= Beginning of Section =

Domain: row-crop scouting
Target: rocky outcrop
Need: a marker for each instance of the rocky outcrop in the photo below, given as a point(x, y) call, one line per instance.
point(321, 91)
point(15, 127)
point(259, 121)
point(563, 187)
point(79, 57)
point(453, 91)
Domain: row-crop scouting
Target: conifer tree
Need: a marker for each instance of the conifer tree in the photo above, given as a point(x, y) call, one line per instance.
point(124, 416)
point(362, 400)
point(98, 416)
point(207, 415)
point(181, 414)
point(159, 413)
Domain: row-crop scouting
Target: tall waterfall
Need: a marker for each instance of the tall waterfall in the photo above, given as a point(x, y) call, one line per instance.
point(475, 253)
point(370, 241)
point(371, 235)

= End of Section =
= Beginning of Section =

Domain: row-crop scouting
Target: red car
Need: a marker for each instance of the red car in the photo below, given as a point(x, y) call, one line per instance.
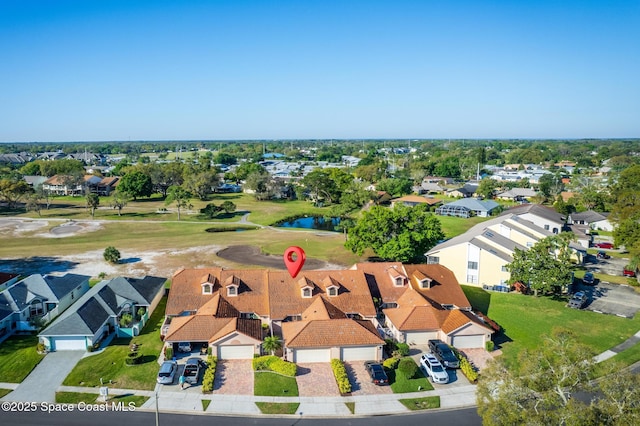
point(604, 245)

= End of Section =

§ ACTIVITY:
From the records above, return each line that has the string "Target".

§ TASK ANSWER:
Target: rocky outcrop
Target: conifer tree
Target: tall waterfall
Target: red car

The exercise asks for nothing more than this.